- [What you have to do]:
The answer should consist of each line below that contains the word "blue".

START Supplied information

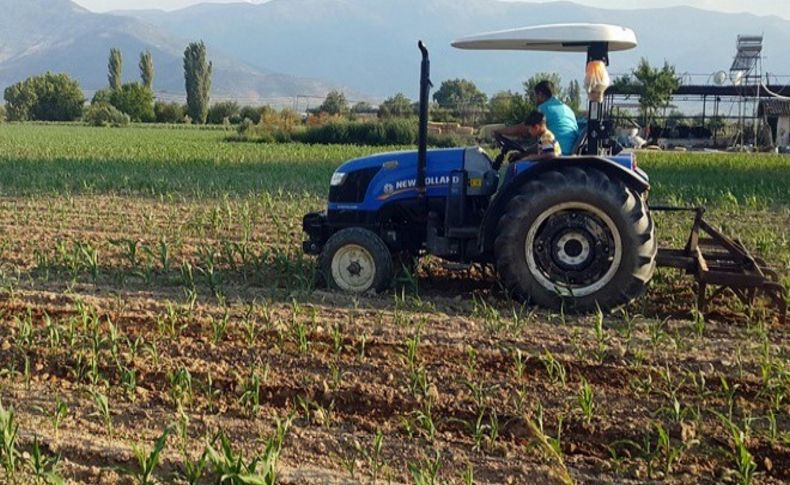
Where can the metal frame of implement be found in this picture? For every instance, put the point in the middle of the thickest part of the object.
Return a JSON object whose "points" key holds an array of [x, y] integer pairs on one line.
{"points": [[723, 263]]}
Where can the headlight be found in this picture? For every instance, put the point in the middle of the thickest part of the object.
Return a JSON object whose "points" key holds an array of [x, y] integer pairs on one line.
{"points": [[337, 179]]}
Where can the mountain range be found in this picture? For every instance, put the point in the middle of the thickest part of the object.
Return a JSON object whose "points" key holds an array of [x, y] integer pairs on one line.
{"points": [[366, 47], [57, 35]]}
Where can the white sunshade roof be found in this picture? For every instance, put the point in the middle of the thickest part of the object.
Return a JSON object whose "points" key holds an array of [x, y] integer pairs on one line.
{"points": [[555, 38]]}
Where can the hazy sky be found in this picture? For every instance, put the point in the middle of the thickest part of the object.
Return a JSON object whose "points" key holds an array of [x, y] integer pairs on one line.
{"points": [[759, 7]]}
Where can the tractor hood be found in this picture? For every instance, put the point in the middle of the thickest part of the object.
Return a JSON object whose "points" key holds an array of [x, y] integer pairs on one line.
{"points": [[388, 177], [395, 160]]}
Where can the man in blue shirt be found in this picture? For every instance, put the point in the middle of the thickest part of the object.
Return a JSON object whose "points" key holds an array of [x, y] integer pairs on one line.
{"points": [[560, 119]]}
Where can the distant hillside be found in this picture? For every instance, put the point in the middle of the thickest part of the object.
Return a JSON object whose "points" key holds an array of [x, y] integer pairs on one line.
{"points": [[369, 45], [57, 35]]}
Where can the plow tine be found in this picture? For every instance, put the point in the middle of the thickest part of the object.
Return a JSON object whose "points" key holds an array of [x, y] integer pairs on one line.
{"points": [[718, 261]]}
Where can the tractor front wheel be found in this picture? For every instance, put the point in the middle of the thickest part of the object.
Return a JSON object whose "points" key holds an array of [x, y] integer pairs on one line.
{"points": [[357, 261], [576, 238]]}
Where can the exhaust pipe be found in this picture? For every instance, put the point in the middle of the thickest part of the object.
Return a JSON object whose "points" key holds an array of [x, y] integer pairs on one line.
{"points": [[422, 142]]}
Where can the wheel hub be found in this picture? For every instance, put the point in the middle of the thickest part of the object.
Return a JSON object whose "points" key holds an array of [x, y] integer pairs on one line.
{"points": [[354, 269], [573, 248]]}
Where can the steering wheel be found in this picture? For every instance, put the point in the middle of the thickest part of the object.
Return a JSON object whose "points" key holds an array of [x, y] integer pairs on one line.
{"points": [[506, 146]]}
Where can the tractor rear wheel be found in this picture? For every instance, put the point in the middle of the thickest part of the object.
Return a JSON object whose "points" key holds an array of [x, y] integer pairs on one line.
{"points": [[356, 260], [576, 238]]}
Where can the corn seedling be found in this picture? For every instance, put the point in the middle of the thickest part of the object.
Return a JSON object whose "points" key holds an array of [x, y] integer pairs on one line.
{"points": [[468, 477], [601, 338], [554, 368], [192, 470], [102, 404], [232, 468], [550, 446], [251, 390], [219, 327], [43, 468], [59, 414], [745, 465], [585, 400], [8, 433], [519, 364], [427, 472], [148, 459]]}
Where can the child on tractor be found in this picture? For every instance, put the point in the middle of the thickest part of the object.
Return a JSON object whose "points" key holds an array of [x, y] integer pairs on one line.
{"points": [[547, 147]]}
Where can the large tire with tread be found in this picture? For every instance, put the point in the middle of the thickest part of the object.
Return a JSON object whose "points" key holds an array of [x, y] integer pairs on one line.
{"points": [[356, 261], [578, 239]]}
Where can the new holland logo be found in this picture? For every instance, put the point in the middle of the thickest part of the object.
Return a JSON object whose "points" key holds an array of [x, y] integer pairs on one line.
{"points": [[429, 182], [408, 184]]}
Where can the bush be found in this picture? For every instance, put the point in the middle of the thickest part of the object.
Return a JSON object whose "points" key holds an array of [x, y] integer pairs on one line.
{"points": [[136, 100], [218, 113], [102, 96], [262, 133], [48, 97], [250, 113], [104, 114], [391, 132], [169, 112]]}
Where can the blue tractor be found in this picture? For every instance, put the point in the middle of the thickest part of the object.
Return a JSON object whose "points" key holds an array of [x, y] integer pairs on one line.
{"points": [[574, 231]]}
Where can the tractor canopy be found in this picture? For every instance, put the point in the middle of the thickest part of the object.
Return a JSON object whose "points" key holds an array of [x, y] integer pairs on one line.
{"points": [[554, 38]]}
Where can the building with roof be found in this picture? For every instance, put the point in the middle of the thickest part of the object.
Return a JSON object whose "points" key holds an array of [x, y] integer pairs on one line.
{"points": [[776, 114]]}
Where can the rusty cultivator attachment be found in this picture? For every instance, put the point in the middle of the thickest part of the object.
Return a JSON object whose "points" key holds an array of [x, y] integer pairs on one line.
{"points": [[722, 263]]}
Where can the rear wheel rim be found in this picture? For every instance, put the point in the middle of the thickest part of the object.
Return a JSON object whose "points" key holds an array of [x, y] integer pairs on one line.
{"points": [[353, 269], [573, 249]]}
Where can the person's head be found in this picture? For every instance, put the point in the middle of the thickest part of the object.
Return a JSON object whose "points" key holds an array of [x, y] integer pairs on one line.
{"points": [[543, 91], [536, 124]]}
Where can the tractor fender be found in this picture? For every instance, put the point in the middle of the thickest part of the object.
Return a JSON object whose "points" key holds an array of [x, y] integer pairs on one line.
{"points": [[630, 178]]}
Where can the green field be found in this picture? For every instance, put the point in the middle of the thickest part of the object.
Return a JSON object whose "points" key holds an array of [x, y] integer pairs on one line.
{"points": [[186, 163], [152, 280], [190, 162]]}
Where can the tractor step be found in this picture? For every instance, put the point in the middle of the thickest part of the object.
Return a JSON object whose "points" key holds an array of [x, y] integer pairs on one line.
{"points": [[722, 264], [463, 232]]}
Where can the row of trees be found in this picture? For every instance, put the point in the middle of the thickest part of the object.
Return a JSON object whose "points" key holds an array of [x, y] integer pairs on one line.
{"points": [[57, 97], [136, 99], [460, 100]]}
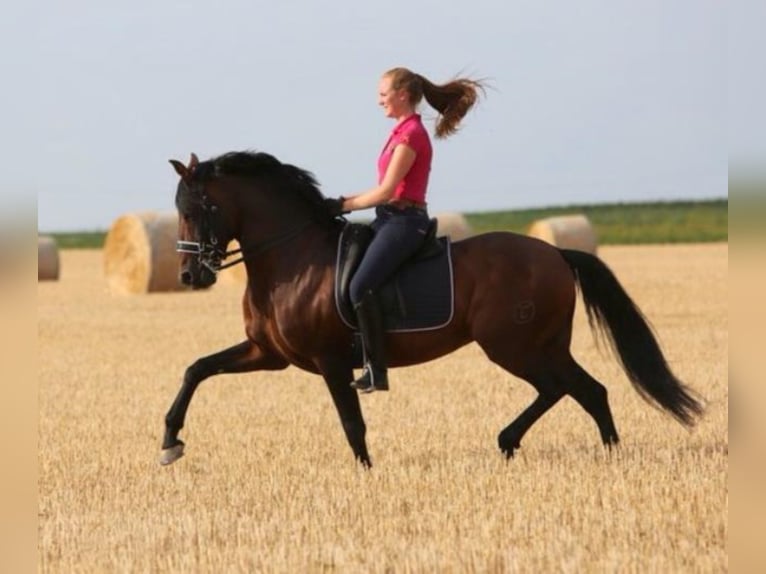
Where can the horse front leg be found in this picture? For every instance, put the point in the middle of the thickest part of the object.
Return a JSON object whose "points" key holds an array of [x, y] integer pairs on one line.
{"points": [[241, 358], [346, 401]]}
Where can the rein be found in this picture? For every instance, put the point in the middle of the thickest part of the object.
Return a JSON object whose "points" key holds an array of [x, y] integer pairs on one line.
{"points": [[201, 249]]}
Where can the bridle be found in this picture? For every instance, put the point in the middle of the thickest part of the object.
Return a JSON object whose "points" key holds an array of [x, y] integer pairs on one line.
{"points": [[210, 254]]}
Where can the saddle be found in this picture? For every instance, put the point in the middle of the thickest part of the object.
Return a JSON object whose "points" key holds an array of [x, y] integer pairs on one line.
{"points": [[420, 295]]}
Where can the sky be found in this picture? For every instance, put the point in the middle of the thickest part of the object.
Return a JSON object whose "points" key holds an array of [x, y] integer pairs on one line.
{"points": [[590, 101]]}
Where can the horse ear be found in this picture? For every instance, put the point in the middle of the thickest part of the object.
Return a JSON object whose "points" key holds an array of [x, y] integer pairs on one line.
{"points": [[180, 168]]}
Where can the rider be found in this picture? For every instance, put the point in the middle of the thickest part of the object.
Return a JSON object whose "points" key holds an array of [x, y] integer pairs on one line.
{"points": [[399, 198]]}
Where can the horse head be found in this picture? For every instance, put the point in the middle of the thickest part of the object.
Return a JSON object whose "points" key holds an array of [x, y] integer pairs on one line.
{"points": [[202, 232]]}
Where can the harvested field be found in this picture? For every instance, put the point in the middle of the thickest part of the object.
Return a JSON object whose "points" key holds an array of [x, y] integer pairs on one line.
{"points": [[269, 483]]}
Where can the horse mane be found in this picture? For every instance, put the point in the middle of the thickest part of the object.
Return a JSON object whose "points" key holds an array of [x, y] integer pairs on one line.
{"points": [[252, 164]]}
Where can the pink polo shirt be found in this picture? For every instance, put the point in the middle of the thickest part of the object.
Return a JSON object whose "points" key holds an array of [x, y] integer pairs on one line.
{"points": [[409, 131]]}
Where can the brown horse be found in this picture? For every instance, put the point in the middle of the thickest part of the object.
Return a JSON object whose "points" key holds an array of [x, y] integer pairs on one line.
{"points": [[514, 296]]}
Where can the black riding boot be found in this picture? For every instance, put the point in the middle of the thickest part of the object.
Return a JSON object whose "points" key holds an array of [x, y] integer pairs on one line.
{"points": [[370, 320]]}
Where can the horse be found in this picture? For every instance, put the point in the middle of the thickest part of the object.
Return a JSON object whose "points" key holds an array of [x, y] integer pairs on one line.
{"points": [[513, 295]]}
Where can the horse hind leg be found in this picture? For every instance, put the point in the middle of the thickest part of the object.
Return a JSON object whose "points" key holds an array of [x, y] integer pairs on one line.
{"points": [[592, 396], [509, 439]]}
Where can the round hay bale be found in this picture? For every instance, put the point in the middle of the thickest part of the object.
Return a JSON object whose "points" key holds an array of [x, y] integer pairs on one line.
{"points": [[453, 224], [140, 254], [236, 274], [566, 232], [47, 259]]}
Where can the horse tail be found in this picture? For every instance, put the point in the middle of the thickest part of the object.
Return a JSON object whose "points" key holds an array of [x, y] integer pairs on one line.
{"points": [[611, 311]]}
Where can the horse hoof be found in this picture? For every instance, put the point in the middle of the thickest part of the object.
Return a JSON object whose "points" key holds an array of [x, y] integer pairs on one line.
{"points": [[172, 454]]}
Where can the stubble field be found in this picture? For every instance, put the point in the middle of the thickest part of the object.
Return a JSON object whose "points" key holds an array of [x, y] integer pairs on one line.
{"points": [[269, 484]]}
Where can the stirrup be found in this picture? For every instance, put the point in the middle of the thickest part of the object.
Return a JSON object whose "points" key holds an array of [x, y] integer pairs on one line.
{"points": [[364, 383], [367, 383]]}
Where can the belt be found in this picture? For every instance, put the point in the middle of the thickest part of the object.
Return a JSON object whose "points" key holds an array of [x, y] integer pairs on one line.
{"points": [[402, 203]]}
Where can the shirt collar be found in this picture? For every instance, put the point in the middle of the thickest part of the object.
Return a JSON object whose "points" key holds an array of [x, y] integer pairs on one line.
{"points": [[411, 118]]}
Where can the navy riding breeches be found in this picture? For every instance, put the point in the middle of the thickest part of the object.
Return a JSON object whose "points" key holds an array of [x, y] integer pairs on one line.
{"points": [[398, 234]]}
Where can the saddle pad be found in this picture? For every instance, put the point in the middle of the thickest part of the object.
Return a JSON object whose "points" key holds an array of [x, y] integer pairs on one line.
{"points": [[420, 296]]}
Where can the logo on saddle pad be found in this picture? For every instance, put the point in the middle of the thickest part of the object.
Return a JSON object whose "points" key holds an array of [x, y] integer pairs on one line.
{"points": [[419, 297]]}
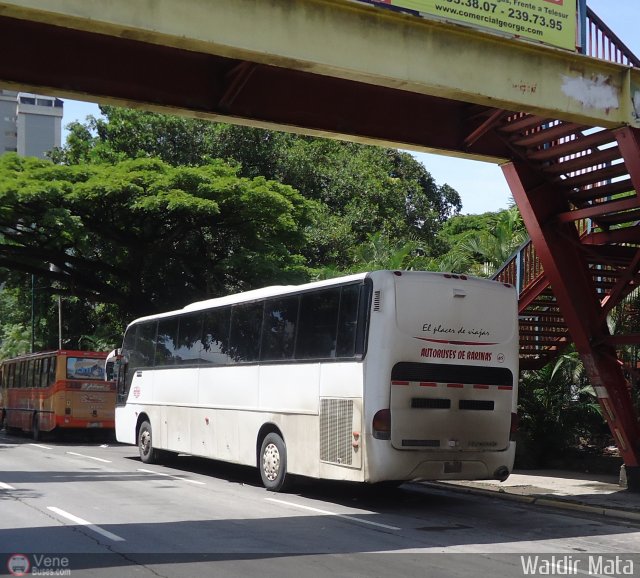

END Supplied information

- [Reply to the exercise]:
Where can the man in blue shirt be found in this picture? For every instance, put the point in the middle of the thickest part of the object.
Where can the blue tractor be found in this picture? For every instance, put the point in the middle of the thickest part of the object.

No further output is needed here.